[Task requirements]
Leave out the images and repeat the listing below without a single change.

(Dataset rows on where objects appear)
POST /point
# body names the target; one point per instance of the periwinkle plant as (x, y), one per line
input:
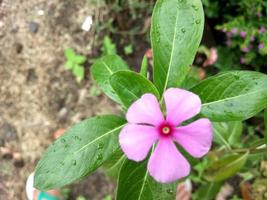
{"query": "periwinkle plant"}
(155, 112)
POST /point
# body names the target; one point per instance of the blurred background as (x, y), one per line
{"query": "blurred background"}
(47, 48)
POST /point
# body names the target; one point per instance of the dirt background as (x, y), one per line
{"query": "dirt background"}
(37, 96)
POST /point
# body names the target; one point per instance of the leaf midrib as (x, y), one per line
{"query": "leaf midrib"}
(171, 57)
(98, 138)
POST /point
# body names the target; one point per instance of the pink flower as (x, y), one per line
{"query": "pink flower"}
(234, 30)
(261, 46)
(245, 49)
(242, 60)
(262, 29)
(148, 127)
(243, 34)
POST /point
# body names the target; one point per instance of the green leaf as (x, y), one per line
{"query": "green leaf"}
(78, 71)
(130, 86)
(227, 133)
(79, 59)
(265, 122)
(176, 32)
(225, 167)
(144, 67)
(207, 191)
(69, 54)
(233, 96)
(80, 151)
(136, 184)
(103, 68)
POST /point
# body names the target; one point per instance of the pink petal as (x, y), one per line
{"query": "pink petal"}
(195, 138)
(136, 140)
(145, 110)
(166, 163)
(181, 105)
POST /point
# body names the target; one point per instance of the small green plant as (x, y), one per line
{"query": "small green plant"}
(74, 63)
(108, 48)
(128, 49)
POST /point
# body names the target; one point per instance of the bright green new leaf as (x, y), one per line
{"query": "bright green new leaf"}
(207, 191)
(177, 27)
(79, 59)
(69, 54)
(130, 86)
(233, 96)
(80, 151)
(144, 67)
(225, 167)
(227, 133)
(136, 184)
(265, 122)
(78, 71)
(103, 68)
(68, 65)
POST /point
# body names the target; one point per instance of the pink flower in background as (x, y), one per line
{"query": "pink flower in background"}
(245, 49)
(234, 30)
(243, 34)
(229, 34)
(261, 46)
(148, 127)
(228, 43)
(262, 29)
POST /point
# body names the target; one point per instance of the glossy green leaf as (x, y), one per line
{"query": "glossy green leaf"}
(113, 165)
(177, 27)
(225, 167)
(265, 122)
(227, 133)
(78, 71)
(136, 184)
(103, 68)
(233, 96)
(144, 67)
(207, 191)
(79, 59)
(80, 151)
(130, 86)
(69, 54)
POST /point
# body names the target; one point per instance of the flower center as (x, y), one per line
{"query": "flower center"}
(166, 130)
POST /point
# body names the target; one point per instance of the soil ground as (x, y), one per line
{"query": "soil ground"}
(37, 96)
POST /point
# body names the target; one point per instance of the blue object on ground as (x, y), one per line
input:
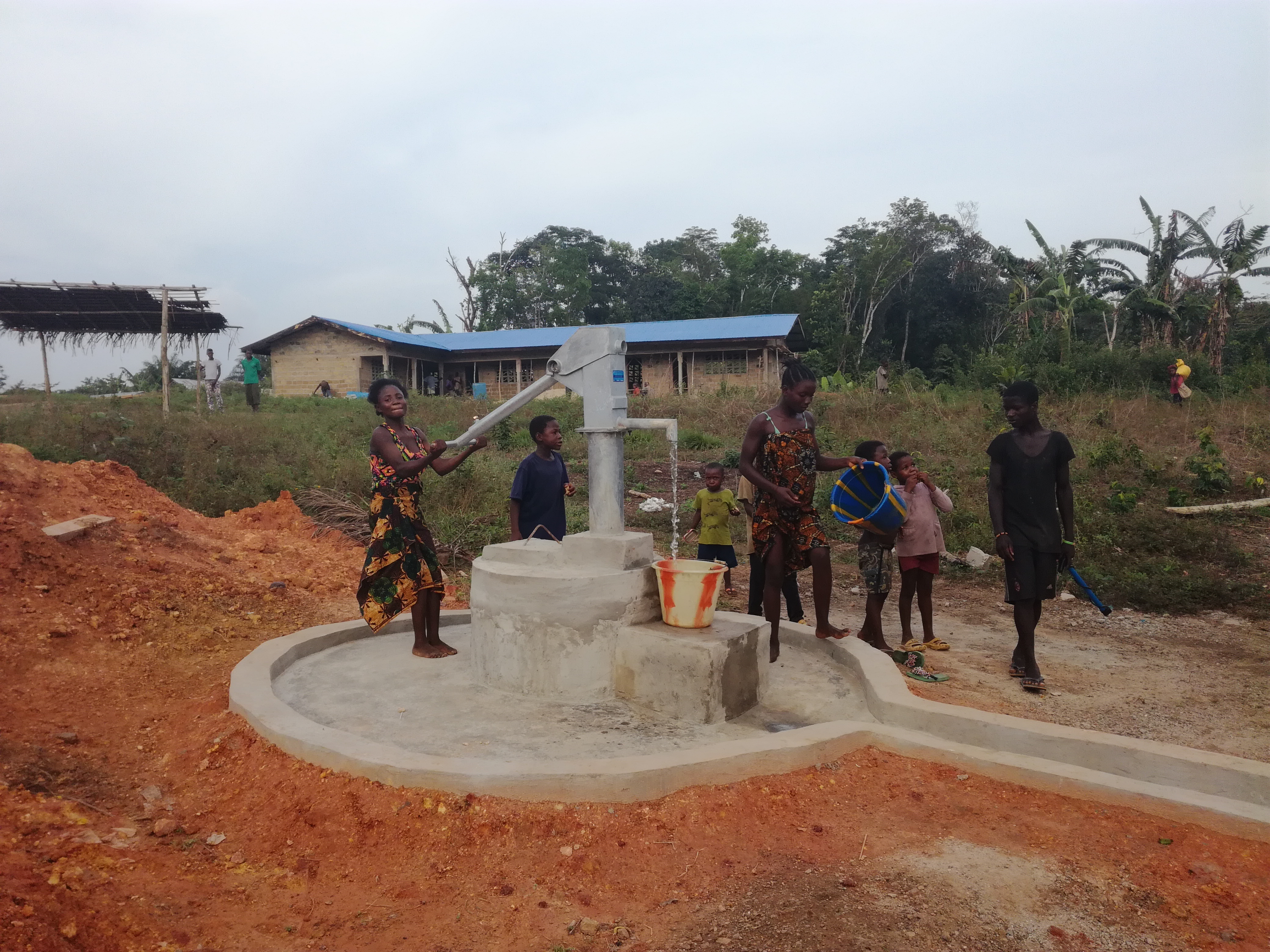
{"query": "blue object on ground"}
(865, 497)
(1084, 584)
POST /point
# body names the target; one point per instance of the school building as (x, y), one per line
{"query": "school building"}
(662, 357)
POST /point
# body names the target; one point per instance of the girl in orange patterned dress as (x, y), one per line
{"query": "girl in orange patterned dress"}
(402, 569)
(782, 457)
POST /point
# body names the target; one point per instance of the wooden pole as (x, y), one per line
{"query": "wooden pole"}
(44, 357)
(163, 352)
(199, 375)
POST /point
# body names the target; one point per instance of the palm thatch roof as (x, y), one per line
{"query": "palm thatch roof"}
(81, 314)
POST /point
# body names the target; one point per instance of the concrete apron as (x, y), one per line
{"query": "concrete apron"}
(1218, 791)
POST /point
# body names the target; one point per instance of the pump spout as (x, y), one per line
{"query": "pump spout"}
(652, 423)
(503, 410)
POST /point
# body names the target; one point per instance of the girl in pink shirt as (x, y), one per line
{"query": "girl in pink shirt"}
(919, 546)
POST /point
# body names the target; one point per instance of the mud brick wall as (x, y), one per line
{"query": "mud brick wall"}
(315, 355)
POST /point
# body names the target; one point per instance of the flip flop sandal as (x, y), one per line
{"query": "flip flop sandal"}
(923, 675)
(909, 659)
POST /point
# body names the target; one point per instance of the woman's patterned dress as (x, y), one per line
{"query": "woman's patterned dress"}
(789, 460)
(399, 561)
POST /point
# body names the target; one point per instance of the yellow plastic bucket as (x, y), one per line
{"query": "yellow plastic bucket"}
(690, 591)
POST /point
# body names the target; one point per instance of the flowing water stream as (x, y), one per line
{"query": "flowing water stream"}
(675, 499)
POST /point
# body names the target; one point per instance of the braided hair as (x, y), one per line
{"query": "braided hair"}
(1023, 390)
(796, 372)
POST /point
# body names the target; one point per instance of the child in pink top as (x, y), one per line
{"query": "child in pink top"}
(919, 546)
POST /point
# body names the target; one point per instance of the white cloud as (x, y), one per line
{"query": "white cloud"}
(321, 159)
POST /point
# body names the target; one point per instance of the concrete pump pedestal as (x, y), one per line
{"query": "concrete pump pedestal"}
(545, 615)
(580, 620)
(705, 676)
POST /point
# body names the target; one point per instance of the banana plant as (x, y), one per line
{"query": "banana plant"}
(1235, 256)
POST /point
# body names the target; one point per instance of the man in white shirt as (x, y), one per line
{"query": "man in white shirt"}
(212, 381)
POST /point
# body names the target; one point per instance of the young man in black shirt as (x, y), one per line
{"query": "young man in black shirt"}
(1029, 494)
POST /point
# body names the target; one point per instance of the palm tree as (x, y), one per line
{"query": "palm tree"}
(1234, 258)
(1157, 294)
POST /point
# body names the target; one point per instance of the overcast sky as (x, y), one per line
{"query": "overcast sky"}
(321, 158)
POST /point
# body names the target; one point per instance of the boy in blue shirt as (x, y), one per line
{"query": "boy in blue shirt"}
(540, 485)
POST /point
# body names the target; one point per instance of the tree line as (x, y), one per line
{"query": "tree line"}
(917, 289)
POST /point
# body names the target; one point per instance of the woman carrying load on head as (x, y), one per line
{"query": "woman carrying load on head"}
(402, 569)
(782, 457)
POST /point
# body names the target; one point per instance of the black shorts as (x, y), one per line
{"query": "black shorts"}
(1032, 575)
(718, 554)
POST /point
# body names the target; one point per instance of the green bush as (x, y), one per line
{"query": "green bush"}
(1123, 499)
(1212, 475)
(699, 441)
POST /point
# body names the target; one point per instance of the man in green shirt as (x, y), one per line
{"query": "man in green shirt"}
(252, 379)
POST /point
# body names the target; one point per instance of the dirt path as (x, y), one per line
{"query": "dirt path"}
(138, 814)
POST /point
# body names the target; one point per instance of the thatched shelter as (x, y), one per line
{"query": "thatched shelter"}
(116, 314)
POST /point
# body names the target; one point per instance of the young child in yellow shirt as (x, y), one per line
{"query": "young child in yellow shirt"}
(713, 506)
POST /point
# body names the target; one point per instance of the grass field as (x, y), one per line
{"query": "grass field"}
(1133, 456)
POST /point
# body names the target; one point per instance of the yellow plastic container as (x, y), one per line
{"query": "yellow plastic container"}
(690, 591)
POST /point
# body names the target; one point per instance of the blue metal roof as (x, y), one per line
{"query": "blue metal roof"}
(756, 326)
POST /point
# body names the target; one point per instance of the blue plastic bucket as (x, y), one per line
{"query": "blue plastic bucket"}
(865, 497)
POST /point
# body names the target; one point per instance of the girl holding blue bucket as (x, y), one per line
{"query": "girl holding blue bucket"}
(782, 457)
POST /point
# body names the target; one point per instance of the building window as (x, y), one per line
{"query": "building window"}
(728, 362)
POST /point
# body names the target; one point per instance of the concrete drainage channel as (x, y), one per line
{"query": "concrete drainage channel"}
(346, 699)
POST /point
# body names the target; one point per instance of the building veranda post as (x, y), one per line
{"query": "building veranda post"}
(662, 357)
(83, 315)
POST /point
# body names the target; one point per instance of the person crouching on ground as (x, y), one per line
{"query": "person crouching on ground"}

[Task answer]
POST /point
# body names the target; one point per instance of the periwinkle plant as (x, y), one per line
input:
{"query": "periwinkle plant"}
(155, 112)
POST /point
# body names the target; one point per instance of the blurred background as (x, y), one per line
{"query": "blurred background"}
(47, 48)
POST /point
# body names the target; one point per instance of the dirt background as (x, y), one per line
{"query": "dirt background"}
(37, 96)
POST /point
# body names the target; one point per instance of the leaf midrib as (x, y), one per line
{"query": "leaf midrib"}
(171, 57)
(98, 138)
POST /point
# body names the target; one point per instance of the pink flower as (x, y), one per line
{"query": "pink flower"}
(234, 30)
(261, 46)
(245, 49)
(242, 60)
(262, 29)
(148, 127)
(243, 34)
POST /point
# body names the target; one point per instance of the green leaf as (x, y), one per line
{"query": "green leaf"}
(78, 71)
(130, 86)
(227, 133)
(79, 59)
(265, 122)
(176, 32)
(225, 167)
(144, 67)
(207, 191)
(69, 54)
(233, 96)
(80, 151)
(136, 184)
(103, 68)
POST /point
# body names the target; one point per instance of the pink petal as (x, y), one per line
{"query": "pink petal"}
(195, 138)
(136, 140)
(145, 110)
(166, 163)
(181, 105)
POST /point
# body names the target; one point per instance of the small green plant as (x, y), one per line
{"query": "small green plant"}
(74, 63)
(108, 48)
(128, 49)
POST /point
# body names the target; one point per instance of the bright green new leaf as (x, y), one per line
{"query": "bright green new leaf"}
(207, 191)
(177, 27)
(79, 59)
(69, 54)
(130, 86)
(233, 96)
(80, 151)
(144, 67)
(225, 167)
(227, 133)
(136, 184)
(265, 122)
(78, 71)
(103, 68)
(68, 65)
POST /point
# body names the target; one point per instance of the pink flower in background as (x, y), one per line
{"query": "pink flower in background"}
(245, 49)
(234, 30)
(243, 34)
(229, 34)
(261, 46)
(148, 127)
(228, 43)
(262, 29)
POST /point
# body names the target; one point per instance of the glossy green leaf as (x, y), one per line
{"query": "glossy green leaf"}
(113, 165)
(177, 27)
(225, 167)
(265, 122)
(227, 133)
(78, 71)
(136, 184)
(103, 68)
(233, 96)
(144, 67)
(207, 191)
(79, 59)
(80, 151)
(130, 86)
(69, 54)
POST /point
# body names the target; one point per instance of the flower center as (x, y), one per line
{"query": "flower center"}
(166, 130)
POST /point
# body names the target; one point per instance of the soil ground as (x, y), one per line
{"query": "soil ground"}
(37, 96)
POST /point
# body names the target; one point per instance of the blue object on ground as (x, y), one per line
input:
{"query": "blue object on ground"}
(865, 497)
(1084, 584)
POST /point
# body names the target; one point per instance of the school building as (x, y), one per line
{"query": "school building"}
(662, 357)
POST /point
# body names the target; one point per instance of the girl in orange patterned dress as (x, y), one per line
{"query": "girl in orange patterned dress"}
(402, 569)
(782, 457)
POST /point
# body names the target; one point per instance of the wooden pole as (x, y), one per line
{"query": "wooden pole"}
(44, 357)
(163, 352)
(199, 375)
POST /point
# body names the target; one point per instance of the palm thatch roof as (x, y), one per line
{"query": "palm thatch roof"}
(81, 314)
POST /point
# body names the target; one point per instance of the concrete apron as (x, y), one per line
{"query": "concrete apron"}
(1218, 791)
POST /point
# body names the target; one point per instance of the pump spout as (x, y), one per line
{"query": "pump spout"}
(652, 423)
(503, 410)
POST /point
# body names the target; one point per instance of the girl in pink shirt as (x, y), one per line
{"query": "girl in pink shirt"}
(919, 546)
POST /point
# body names the target; one point per instance of the mud brick wall as (x, y), one per line
{"query": "mud brick wall"}
(315, 355)
POST /point
# body names the target; one point per instance of the flip flop sandal as (x, y), one per line
{"query": "flip flop sandal"}
(923, 675)
(909, 659)
POST /point
# body names the target; one point per instance of the woman's patterned dress as (x, y), one per line
{"query": "woman's patterned dress"}
(789, 460)
(399, 561)
POST /point
# body names the target; one point per instance of the yellow plastic bucket as (x, y), one per line
{"query": "yellow plastic bucket"}
(690, 591)
POST /point
# body names the target; one point per instance of the flowing water stream as (x, y), one per line
{"query": "flowing water stream"}
(675, 499)
POST /point
# body names the target; one point per instance of the braided hair as (x, y), one per line
{"query": "braided hair"}
(1023, 390)
(796, 372)
POST /point
# body names the target; one point per instance of the child in pink top as (x, y), one per line
{"query": "child in pink top"}
(919, 546)
POST /point
# body names the target; one point per instance of the white cloud as (x, y), one per line
{"query": "white cloud"}
(321, 159)
POST /point
# body names the target; one point per instance of the concrete pump pedestal as (x, y), one per line
{"query": "concrete pump pedestal"}
(545, 615)
(580, 620)
(705, 676)
POST /point
# body names the target; one point per instance of the banana plant as (x, y), one per line
{"query": "banana plant"}
(1235, 256)
POST /point
# body names the target; one point per instance of the man in white shirt as (x, y), one per line
{"query": "man in white shirt"}
(212, 381)
POST /point
# body names the target; one point per instance of the young man in black shirt as (x, y), one per line
{"query": "young man in black shirt"}
(1029, 494)
POST /point
# body names the target; one point per instance of the palm tree as (x, y), one per line
{"query": "palm tree"}
(1234, 258)
(1157, 294)
POST /point
# body names the target; one point per instance of the overcast sky as (x, y), one per line
{"query": "overcast sky"}
(321, 158)
POST /point
# body names the target; one point per instance of the boy in blue shirt as (x, y), one per line
{"query": "boy in blue shirt"}
(540, 485)
POST /point
# body names the target; one point per instance of the tree line as (x, y), one per line
{"query": "tree line"}
(917, 289)
POST /point
# body names the target; one point per instance of the woman carrying load on head as (x, y), one per line
{"query": "woman carrying load on head"}
(402, 569)
(782, 457)
POST /point
# body names the target; one point per instance of the black shorts as (x, y), one per line
{"query": "black shorts"}
(1032, 575)
(718, 554)
POST /point
# body names the target; one point per instance of the green bush as (x, y), one per line
{"query": "green bush"}
(1123, 499)
(1212, 475)
(699, 441)
POST /point
# body names the target; one point per instance of the man in green shirt as (x, y), one per line
{"query": "man in green shirt"}
(252, 379)
POST /point
# body names the target; one point per instance of the dirt path as (x, y), one per line
{"query": "dirt path"}
(138, 814)
POST /point
# body names the target; one point per instance of the thatched shelter as (x, y), one per line
{"query": "thatched shelter"}
(116, 314)
POST /point
# body names the target; one point per instance of the young child in yellow shirt as (x, y), one per line
{"query": "young child in yellow shirt"}
(713, 506)
POST /point
# body names the target; one point per instance of the grass field as (x, y), one per line
{"query": "grass field"}
(1133, 456)
POST /point
# body names the target; one point per instance of the yellow plastic container as (x, y), one per line
{"query": "yellow plastic container"}
(690, 591)
POST /point
# body names the target; one point per instance of the blue metal roof as (x, y), one per line
{"query": "blue metal roof"}
(756, 326)
POST /point
# body names the target; one point per instance of the blue plastic bucket as (x, y), one per line
{"query": "blue plastic bucket"}
(865, 497)
POST /point
# body names the target; one point per instance of the girl holding blue bucket as (x, y), one per line
{"query": "girl holding blue bucket"}
(782, 457)
POST /point
# body names the target; one point per instance of the building window as (x, y), one per line
{"query": "building window"}
(728, 362)
POST /point
# body names the target; one point per instance of the concrete drainage channel as (x, y), one per line
{"query": "concrete drainage channel"}
(346, 699)
POST /point
# body names the target; one point per instance of the building veranda post as (x, y), one per line
{"query": "building veranda post"}
(662, 357)
(83, 315)
POST /point
# body names the target; one point per instance of the person crouching on ground as (x, y), one per line
{"query": "person crouching on ground"}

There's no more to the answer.